● Written request:
Please pull out every line of the material that contains the string "tracksuit", treating uppercase and lowercase as different.

--- start of Provided records ---

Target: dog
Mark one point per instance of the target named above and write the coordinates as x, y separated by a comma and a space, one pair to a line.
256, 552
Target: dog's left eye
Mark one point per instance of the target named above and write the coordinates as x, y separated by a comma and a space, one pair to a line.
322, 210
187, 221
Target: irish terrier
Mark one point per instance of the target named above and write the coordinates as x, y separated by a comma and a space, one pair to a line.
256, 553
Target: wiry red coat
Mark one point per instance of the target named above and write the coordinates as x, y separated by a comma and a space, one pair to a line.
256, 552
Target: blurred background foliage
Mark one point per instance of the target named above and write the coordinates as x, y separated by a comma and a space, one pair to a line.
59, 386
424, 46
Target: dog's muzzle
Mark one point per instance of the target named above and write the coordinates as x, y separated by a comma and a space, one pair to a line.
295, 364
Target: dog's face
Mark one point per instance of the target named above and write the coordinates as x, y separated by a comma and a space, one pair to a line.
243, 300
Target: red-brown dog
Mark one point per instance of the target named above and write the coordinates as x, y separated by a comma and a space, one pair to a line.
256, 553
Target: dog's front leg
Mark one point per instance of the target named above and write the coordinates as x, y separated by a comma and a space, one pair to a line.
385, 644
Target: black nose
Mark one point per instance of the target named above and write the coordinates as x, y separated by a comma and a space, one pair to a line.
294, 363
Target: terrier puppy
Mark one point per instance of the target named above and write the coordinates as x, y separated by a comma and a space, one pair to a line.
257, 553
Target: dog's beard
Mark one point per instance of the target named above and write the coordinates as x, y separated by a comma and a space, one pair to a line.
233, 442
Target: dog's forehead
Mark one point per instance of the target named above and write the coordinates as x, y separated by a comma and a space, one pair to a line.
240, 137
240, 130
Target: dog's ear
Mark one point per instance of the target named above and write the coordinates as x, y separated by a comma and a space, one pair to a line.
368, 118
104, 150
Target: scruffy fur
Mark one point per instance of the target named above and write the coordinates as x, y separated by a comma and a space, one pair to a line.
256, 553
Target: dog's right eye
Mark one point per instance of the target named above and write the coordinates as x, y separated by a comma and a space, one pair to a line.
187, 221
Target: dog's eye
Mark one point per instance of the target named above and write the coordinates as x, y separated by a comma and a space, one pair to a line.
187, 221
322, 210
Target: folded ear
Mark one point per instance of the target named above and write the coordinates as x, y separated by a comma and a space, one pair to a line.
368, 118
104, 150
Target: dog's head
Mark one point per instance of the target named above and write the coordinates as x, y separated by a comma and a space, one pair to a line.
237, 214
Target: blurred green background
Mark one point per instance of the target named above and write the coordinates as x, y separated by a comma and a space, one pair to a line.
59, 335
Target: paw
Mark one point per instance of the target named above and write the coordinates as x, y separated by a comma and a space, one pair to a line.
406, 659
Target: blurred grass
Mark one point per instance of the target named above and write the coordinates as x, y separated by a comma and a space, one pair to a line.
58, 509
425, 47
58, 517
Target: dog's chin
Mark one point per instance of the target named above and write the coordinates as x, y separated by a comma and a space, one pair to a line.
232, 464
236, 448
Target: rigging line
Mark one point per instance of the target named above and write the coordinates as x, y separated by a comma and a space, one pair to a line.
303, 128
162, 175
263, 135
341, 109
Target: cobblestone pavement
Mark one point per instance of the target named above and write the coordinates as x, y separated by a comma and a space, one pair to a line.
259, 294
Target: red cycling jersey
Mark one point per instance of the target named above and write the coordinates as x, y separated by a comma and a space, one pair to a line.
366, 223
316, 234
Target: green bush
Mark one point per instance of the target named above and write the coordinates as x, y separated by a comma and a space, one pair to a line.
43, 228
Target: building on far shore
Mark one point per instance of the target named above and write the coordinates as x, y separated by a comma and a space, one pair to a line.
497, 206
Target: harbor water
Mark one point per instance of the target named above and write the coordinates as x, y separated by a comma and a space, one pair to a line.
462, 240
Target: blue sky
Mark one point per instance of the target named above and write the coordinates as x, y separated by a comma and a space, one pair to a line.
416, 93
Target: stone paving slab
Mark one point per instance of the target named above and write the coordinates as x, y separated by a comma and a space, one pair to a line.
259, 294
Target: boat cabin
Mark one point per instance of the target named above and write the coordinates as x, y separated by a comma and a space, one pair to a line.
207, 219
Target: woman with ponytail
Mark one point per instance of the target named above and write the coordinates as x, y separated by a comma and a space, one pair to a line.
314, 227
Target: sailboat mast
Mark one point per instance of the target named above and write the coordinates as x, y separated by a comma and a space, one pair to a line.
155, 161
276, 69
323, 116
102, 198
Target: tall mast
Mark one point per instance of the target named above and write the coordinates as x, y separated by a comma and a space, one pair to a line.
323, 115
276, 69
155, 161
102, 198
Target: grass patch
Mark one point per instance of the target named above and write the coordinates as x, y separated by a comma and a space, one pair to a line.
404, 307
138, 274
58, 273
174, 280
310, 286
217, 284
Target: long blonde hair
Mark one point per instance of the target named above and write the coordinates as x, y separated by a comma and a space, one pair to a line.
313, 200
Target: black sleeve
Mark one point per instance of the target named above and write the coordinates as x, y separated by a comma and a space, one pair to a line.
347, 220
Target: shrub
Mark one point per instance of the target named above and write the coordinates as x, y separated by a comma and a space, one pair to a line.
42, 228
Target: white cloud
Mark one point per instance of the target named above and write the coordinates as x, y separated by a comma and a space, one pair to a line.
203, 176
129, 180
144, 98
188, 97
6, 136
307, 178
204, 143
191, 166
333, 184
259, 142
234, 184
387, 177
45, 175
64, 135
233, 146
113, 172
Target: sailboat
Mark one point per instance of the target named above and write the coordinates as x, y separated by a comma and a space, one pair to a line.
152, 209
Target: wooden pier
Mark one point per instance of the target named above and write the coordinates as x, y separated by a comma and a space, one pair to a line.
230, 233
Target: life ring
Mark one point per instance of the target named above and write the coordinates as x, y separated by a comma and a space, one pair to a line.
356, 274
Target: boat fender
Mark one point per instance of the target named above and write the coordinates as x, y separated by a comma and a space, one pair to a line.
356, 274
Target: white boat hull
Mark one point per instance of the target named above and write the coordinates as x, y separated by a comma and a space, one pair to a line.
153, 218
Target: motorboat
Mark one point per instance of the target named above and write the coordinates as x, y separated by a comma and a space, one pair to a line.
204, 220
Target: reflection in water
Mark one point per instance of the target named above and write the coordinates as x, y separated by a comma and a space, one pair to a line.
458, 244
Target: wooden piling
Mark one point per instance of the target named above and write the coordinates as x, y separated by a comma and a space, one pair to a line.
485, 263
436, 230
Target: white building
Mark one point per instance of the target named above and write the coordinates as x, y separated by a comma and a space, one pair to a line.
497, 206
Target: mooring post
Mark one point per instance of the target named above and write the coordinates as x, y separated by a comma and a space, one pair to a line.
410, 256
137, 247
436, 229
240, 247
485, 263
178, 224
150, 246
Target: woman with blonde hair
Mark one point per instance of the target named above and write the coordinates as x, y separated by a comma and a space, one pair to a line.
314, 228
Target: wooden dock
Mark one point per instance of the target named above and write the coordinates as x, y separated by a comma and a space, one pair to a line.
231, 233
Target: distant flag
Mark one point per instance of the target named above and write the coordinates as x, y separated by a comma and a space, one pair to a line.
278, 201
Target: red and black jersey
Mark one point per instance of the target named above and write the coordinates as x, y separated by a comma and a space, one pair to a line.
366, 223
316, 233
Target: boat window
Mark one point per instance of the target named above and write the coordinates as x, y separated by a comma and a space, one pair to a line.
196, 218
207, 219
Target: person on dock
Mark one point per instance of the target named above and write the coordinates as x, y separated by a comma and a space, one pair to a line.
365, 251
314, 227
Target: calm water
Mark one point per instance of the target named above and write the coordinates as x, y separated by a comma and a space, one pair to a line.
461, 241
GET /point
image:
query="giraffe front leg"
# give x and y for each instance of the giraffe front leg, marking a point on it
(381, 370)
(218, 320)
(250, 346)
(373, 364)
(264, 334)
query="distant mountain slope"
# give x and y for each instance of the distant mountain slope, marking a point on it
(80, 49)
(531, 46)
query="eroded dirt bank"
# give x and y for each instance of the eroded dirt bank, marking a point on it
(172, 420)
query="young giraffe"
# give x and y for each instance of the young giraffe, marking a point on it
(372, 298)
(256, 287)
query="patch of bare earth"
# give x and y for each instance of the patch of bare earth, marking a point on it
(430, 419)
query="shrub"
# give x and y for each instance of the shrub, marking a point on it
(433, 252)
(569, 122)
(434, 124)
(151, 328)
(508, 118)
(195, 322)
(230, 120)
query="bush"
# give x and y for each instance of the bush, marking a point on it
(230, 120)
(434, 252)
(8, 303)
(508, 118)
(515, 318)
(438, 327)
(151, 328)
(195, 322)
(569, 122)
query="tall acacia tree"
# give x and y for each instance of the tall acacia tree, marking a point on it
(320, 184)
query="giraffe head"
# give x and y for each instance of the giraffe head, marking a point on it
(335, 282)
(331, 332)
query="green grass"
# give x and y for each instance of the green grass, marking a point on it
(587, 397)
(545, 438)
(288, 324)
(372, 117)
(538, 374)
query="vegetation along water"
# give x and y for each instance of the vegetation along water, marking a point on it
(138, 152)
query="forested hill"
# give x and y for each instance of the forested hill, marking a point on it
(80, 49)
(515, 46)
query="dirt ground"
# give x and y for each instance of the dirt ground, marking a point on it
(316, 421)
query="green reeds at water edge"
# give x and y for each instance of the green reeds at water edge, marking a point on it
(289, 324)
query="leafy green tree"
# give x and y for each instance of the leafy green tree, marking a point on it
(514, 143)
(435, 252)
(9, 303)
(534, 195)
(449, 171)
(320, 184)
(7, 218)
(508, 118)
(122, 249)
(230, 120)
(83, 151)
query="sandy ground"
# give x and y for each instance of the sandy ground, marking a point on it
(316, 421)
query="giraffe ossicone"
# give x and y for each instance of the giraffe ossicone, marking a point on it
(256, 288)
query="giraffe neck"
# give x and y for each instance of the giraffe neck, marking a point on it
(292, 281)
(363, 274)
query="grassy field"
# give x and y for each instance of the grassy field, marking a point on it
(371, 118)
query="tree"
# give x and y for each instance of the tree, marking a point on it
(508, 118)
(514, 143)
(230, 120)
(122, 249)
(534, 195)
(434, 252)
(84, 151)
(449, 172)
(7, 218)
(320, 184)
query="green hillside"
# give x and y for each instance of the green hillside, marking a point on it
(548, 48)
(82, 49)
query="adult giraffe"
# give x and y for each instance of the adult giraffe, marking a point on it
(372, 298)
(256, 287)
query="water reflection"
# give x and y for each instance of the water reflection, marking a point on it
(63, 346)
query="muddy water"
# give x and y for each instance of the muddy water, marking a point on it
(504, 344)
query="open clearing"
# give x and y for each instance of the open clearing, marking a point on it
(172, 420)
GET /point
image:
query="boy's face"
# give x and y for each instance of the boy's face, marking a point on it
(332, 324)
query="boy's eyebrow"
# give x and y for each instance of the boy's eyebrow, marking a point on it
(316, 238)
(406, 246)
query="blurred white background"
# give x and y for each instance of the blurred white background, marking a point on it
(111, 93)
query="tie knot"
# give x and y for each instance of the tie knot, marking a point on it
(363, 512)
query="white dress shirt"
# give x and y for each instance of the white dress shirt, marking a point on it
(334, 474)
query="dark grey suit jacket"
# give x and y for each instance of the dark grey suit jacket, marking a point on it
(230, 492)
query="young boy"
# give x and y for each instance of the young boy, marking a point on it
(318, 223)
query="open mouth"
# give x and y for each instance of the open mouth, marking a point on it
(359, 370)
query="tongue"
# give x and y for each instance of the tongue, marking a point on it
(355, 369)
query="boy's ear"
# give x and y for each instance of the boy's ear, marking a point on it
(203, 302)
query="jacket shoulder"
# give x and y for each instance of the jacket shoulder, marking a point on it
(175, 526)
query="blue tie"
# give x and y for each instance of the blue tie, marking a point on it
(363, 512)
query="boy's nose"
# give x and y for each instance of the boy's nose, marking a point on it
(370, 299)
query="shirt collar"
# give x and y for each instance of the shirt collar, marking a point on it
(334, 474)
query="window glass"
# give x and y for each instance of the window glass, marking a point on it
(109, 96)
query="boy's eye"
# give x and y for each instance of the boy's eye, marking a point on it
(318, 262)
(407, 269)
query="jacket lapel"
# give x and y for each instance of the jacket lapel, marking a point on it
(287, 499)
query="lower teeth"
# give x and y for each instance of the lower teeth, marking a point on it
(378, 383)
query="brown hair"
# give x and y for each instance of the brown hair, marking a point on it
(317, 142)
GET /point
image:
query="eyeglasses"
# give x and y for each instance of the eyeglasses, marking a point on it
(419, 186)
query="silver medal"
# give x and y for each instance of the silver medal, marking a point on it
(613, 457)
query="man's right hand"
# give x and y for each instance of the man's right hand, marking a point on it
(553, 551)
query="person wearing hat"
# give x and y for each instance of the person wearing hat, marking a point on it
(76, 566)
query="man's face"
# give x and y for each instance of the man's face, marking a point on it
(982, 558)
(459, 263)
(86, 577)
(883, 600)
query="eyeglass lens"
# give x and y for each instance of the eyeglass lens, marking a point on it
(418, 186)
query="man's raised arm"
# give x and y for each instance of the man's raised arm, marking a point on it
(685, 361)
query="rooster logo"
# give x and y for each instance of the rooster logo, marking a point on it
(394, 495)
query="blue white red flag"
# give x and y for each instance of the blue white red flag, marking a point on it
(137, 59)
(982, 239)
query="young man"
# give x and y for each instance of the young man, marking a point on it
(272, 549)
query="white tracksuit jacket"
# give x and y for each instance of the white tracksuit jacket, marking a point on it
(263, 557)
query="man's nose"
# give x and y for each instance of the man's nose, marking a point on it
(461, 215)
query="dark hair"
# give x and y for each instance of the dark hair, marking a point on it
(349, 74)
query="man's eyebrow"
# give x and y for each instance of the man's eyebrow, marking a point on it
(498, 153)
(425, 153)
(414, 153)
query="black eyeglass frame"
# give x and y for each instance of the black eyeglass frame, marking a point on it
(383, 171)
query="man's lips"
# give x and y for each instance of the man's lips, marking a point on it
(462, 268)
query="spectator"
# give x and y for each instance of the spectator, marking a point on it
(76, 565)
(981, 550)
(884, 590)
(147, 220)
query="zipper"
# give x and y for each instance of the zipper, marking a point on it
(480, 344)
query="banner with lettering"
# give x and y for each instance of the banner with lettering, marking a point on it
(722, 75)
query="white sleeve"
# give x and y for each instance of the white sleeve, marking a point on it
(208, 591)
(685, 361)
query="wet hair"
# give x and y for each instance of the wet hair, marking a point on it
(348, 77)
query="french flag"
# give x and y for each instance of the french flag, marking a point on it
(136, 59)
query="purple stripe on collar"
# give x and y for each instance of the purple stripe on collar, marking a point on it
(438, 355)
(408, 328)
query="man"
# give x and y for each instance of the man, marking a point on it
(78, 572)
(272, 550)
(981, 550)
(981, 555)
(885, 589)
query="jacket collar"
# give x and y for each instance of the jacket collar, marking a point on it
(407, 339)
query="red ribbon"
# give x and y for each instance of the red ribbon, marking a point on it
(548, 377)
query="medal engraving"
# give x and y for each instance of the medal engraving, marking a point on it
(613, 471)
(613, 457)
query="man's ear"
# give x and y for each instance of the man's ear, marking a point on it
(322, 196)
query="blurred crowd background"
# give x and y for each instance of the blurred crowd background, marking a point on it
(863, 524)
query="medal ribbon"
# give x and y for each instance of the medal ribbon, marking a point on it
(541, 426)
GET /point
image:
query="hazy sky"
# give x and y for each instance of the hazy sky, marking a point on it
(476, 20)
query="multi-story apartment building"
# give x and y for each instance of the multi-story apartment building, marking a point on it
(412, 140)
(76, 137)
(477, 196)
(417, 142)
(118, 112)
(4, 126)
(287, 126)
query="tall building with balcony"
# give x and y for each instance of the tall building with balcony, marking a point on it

--- end of Provided records ---

● Full answer:
query="white tracksuit jacket"
# give x and y for each instance of the white tracksuit jacket, marking a point on it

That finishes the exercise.